DIRECTION
Rewrite the rows below from the line with "the cabinet knob" through the end of the rows, changing "cabinet knob" to "drawer pull" and leaving everything else as it is. Give back only those lines.

RECORDS SUPPLIED
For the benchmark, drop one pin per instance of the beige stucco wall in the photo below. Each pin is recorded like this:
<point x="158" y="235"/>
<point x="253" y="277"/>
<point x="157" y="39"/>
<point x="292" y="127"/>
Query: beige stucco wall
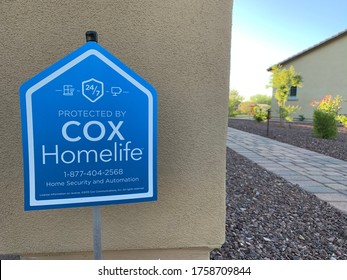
<point x="324" y="72"/>
<point x="182" y="48"/>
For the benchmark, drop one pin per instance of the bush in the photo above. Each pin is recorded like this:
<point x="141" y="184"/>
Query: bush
<point x="324" y="124"/>
<point x="301" y="118"/>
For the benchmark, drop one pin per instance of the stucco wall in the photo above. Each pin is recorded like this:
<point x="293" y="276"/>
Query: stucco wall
<point x="182" y="48"/>
<point x="324" y="72"/>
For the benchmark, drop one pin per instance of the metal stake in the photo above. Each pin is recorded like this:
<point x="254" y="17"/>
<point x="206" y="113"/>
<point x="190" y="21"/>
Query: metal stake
<point x="92" y="36"/>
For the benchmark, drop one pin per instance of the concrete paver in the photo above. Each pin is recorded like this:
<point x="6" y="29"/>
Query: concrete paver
<point x="324" y="176"/>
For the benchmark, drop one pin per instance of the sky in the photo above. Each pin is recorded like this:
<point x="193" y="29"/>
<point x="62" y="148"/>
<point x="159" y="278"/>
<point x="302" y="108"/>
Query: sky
<point x="266" y="32"/>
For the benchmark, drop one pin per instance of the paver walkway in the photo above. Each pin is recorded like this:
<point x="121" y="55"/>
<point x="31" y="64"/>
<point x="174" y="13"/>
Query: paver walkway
<point x="324" y="176"/>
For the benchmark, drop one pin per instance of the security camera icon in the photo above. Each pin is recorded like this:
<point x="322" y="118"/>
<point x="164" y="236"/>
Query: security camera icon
<point x="116" y="91"/>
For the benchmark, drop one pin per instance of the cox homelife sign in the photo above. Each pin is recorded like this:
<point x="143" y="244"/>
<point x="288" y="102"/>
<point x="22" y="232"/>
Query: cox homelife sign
<point x="89" y="127"/>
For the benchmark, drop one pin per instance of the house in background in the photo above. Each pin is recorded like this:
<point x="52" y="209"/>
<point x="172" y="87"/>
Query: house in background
<point x="323" y="68"/>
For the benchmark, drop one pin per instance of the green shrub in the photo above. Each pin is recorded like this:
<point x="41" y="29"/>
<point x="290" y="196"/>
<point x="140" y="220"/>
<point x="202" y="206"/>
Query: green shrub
<point x="260" y="114"/>
<point x="324" y="124"/>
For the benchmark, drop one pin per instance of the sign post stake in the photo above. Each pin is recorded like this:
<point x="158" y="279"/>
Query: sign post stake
<point x="92" y="36"/>
<point x="97" y="233"/>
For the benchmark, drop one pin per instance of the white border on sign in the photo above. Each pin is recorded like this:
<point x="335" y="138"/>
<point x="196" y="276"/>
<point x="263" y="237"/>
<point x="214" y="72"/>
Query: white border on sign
<point x="49" y="78"/>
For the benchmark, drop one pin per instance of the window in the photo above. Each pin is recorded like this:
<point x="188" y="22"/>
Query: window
<point x="293" y="94"/>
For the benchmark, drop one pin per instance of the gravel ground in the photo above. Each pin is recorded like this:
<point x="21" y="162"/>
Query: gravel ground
<point x="270" y="218"/>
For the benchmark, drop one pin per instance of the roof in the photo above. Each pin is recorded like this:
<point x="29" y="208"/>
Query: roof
<point x="311" y="49"/>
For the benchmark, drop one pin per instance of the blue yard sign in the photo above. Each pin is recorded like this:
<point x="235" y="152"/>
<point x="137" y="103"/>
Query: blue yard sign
<point x="89" y="126"/>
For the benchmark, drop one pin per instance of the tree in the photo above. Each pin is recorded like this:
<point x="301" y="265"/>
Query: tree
<point x="234" y="100"/>
<point x="261" y="99"/>
<point x="282" y="80"/>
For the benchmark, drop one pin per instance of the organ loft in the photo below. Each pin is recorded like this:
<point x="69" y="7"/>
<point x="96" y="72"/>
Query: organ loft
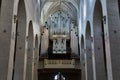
<point x="59" y="39"/>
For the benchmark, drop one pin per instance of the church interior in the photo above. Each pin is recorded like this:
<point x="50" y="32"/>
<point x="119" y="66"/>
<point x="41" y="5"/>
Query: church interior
<point x="59" y="39"/>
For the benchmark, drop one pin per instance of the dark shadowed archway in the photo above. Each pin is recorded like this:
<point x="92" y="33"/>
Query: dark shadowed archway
<point x="89" y="52"/>
<point x="99" y="42"/>
<point x="20" y="51"/>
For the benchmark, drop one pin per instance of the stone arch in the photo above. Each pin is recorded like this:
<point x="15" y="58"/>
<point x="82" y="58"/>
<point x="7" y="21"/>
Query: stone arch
<point x="20" y="50"/>
<point x="82" y="59"/>
<point x="89" y="52"/>
<point x="30" y="53"/>
<point x="99" y="42"/>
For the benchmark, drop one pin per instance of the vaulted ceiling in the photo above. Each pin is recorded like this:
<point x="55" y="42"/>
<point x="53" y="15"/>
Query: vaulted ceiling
<point x="49" y="7"/>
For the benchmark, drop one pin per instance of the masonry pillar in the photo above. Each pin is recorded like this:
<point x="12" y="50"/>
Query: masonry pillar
<point x="7" y="39"/>
<point x="114" y="36"/>
<point x="21" y="43"/>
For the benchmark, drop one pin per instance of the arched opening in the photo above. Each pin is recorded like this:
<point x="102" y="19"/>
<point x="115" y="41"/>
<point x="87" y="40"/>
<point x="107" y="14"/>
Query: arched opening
<point x="36" y="58"/>
<point x="99" y="42"/>
<point x="30" y="53"/>
<point x="20" y="43"/>
<point x="89" y="52"/>
<point x="82" y="59"/>
<point x="119" y="6"/>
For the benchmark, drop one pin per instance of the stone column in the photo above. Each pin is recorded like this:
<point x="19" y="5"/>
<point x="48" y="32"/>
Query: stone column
<point x="114" y="38"/>
<point x="7" y="40"/>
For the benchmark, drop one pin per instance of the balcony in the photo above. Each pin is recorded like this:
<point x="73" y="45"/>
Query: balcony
<point x="59" y="63"/>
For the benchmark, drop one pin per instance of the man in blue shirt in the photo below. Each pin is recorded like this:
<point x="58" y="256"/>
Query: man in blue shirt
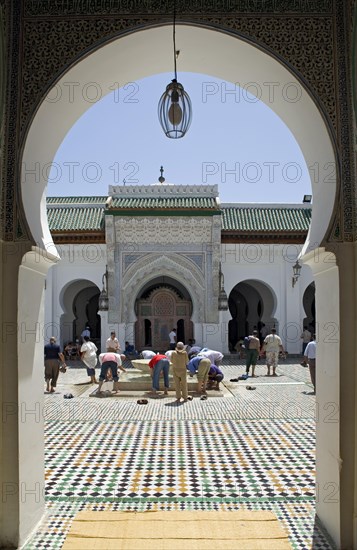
<point x="214" y="375"/>
<point x="200" y="366"/>
<point x="53" y="355"/>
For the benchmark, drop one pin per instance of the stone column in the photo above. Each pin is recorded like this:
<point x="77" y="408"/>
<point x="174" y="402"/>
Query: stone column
<point x="104" y="329"/>
<point x="22" y="440"/>
<point x="224" y="318"/>
<point x="336" y="395"/>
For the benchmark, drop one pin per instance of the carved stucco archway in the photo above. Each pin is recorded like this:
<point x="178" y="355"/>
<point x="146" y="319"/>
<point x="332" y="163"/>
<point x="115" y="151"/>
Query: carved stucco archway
<point x="175" y="266"/>
<point x="221" y="54"/>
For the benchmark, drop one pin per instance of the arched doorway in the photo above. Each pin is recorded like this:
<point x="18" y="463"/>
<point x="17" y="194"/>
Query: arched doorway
<point x="308" y="302"/>
<point x="79" y="301"/>
<point x="139" y="55"/>
<point x="160" y="308"/>
<point x="251" y="304"/>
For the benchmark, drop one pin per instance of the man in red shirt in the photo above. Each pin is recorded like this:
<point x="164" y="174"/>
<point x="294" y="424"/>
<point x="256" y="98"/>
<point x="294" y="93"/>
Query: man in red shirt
<point x="159" y="363"/>
<point x="110" y="361"/>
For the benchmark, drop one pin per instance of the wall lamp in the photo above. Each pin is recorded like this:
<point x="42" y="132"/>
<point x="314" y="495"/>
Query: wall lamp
<point x="103" y="300"/>
<point x="296" y="272"/>
<point x="222" y="298"/>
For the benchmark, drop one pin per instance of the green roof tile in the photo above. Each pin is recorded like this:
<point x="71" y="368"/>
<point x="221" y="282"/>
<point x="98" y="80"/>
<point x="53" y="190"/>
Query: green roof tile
<point x="164" y="202"/>
<point x="265" y="219"/>
<point x="87" y="213"/>
<point x="75" y="219"/>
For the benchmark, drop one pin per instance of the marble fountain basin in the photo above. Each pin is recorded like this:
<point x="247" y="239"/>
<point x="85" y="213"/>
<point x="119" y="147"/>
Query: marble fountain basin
<point x="142" y="365"/>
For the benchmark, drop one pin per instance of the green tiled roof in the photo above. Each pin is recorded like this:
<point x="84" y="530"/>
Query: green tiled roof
<point x="134" y="203"/>
<point x="246" y="219"/>
<point x="76" y="200"/>
<point x="69" y="214"/>
<point x="75" y="218"/>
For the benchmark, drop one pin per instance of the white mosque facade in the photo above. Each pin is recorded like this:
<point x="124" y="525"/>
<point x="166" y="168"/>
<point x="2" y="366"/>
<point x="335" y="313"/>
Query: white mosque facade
<point x="172" y="256"/>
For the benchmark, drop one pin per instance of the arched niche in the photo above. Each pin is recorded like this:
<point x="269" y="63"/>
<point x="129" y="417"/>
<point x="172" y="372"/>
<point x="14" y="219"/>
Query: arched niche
<point x="139" y="55"/>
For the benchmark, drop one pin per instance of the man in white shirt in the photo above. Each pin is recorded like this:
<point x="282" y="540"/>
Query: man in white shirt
<point x="112" y="344"/>
<point x="147" y="354"/>
<point x="110" y="361"/>
<point x="310" y="359"/>
<point x="214" y="356"/>
<point x="272" y="346"/>
<point x="172" y="338"/>
<point x="306" y="338"/>
<point x="85" y="332"/>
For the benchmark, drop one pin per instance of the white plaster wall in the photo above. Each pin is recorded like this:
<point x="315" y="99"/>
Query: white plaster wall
<point x="141" y="54"/>
<point x="78" y="263"/>
<point x="271" y="264"/>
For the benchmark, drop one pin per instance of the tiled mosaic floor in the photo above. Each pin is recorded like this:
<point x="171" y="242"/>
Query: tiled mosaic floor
<point x="249" y="449"/>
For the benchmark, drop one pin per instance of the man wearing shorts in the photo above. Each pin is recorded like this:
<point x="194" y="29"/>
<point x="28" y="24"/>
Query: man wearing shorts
<point x="200" y="366"/>
<point x="272" y="346"/>
<point x="110" y="361"/>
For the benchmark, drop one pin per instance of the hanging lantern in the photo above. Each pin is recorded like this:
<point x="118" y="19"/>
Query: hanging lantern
<point x="175" y="109"/>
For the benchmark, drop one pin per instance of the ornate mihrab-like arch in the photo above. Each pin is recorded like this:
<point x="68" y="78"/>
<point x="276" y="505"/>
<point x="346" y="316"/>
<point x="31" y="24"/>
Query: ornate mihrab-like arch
<point x="175" y="266"/>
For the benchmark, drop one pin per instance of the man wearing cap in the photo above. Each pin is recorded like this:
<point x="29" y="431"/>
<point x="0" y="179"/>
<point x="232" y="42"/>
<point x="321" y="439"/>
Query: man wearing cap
<point x="112" y="361"/>
<point x="159" y="363"/>
<point x="214" y="375"/>
<point x="179" y="360"/>
<point x="251" y="354"/>
<point x="53" y="354"/>
<point x="112" y="344"/>
<point x="272" y="346"/>
<point x="200" y="365"/>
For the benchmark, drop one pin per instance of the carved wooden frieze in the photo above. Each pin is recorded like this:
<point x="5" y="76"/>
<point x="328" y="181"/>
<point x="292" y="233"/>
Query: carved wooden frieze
<point x="48" y="36"/>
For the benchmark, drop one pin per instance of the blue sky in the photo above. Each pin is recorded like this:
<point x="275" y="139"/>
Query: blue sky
<point x="235" y="141"/>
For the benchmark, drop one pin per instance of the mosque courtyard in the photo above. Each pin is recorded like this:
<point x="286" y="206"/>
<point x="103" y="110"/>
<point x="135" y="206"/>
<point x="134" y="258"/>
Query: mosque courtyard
<point x="247" y="449"/>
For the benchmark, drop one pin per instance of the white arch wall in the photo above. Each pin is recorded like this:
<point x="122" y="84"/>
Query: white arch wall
<point x="140" y="55"/>
<point x="272" y="265"/>
<point x="79" y="262"/>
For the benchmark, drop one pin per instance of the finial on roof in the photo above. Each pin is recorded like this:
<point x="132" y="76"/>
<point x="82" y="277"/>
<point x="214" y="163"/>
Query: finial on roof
<point x="161" y="178"/>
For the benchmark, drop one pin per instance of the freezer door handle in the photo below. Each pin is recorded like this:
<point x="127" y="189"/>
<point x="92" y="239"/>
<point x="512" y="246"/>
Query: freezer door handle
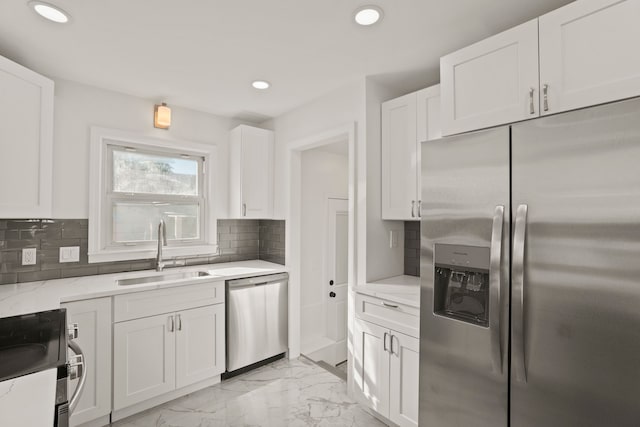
<point x="519" y="237"/>
<point x="495" y="283"/>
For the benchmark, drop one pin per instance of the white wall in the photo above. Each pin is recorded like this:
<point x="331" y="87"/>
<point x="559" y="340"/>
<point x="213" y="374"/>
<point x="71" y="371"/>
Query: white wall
<point x="323" y="175"/>
<point x="381" y="260"/>
<point x="78" y="107"/>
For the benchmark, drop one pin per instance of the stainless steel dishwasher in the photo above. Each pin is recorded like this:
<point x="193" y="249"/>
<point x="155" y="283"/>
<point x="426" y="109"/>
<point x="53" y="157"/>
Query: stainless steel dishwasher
<point x="257" y="314"/>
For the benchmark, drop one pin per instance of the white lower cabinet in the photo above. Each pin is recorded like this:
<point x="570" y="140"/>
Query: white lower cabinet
<point x="144" y="361"/>
<point x="404" y="371"/>
<point x="164" y="342"/>
<point x="94" y="337"/>
<point x="386" y="371"/>
<point x="200" y="344"/>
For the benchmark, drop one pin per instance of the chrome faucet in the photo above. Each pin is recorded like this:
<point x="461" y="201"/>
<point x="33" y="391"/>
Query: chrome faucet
<point x="162" y="241"/>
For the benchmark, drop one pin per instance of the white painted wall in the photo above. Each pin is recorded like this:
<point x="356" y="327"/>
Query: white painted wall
<point x="381" y="260"/>
<point x="323" y="175"/>
<point x="78" y="107"/>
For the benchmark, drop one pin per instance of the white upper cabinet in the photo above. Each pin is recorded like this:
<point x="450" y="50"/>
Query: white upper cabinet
<point x="399" y="158"/>
<point x="251" y="173"/>
<point x="580" y="55"/>
<point x="491" y="82"/>
<point x="589" y="54"/>
<point x="26" y="142"/>
<point x="406" y="122"/>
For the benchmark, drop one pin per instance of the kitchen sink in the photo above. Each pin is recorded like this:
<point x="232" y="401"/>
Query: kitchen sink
<point x="163" y="278"/>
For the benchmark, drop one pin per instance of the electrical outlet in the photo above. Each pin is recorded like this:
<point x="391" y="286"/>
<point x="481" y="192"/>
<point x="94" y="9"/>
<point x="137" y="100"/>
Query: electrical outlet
<point x="29" y="256"/>
<point x="70" y="254"/>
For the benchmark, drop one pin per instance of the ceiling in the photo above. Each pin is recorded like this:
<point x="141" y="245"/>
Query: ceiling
<point x="203" y="54"/>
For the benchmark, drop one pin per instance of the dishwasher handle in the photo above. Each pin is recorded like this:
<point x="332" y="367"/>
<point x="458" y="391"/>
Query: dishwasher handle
<point x="257" y="281"/>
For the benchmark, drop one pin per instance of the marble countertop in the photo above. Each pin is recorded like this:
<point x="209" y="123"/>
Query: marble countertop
<point x="31" y="297"/>
<point x="400" y="289"/>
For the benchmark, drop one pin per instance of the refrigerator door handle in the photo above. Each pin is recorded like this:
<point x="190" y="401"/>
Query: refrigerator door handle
<point x="519" y="237"/>
<point x="495" y="284"/>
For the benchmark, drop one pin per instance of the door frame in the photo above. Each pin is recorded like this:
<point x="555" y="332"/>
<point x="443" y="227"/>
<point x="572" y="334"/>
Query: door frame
<point x="293" y="244"/>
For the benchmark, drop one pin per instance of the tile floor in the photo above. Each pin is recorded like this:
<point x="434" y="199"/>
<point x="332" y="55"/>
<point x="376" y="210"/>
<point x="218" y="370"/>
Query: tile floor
<point x="283" y="393"/>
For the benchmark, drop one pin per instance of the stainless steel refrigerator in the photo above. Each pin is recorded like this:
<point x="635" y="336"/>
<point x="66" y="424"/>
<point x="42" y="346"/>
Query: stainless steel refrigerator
<point x="530" y="273"/>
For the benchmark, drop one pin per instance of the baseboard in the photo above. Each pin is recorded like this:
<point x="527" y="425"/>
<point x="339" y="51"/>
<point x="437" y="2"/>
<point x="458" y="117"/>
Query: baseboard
<point x="98" y="422"/>
<point x="159" y="400"/>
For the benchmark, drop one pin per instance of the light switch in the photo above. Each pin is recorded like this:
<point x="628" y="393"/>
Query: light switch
<point x="70" y="254"/>
<point x="393" y="238"/>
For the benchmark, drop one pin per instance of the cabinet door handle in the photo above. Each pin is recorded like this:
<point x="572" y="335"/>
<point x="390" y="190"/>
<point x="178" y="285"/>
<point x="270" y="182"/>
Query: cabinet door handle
<point x="532" y="109"/>
<point x="172" y="326"/>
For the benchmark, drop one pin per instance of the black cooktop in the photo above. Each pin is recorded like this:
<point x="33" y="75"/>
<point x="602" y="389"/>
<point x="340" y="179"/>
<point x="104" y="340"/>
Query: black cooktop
<point x="32" y="342"/>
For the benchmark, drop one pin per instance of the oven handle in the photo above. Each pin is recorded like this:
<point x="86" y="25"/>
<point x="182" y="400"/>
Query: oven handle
<point x="77" y="365"/>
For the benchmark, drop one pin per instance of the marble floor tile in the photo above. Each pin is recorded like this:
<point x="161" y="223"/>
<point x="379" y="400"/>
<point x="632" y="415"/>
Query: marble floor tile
<point x="284" y="393"/>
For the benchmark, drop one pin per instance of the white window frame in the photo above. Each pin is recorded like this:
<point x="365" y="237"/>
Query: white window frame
<point x="100" y="247"/>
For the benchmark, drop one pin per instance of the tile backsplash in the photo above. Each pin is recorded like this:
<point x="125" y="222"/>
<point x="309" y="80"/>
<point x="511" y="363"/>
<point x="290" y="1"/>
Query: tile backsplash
<point x="239" y="240"/>
<point x="412" y="248"/>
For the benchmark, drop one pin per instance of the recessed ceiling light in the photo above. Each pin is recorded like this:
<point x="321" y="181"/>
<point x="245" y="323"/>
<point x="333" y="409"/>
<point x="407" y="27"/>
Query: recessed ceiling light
<point x="368" y="15"/>
<point x="50" y="12"/>
<point x="261" y="84"/>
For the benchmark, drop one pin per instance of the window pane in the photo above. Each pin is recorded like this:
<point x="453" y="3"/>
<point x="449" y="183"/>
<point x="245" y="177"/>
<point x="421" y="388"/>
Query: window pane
<point x="135" y="172"/>
<point x="135" y="222"/>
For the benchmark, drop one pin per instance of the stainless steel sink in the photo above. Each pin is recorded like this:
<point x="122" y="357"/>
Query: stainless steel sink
<point x="163" y="278"/>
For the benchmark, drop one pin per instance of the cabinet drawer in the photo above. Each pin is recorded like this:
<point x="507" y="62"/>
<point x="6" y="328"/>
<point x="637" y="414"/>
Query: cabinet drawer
<point x="389" y="314"/>
<point x="149" y="303"/>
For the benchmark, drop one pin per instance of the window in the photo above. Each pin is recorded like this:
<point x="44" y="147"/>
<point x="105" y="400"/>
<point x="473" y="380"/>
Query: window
<point x="141" y="181"/>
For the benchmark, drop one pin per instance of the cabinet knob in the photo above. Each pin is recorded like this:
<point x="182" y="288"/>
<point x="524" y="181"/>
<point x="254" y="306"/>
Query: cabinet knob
<point x="532" y="109"/>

TASK ANSWER
For the benchmark, drop one pin per instance of the drawer pull in the photo above. Each pin is recorded like this:
<point x="182" y="288"/>
<point x="524" y="181"/>
<point x="254" y="306"/>
Query: drawer pull
<point x="532" y="109"/>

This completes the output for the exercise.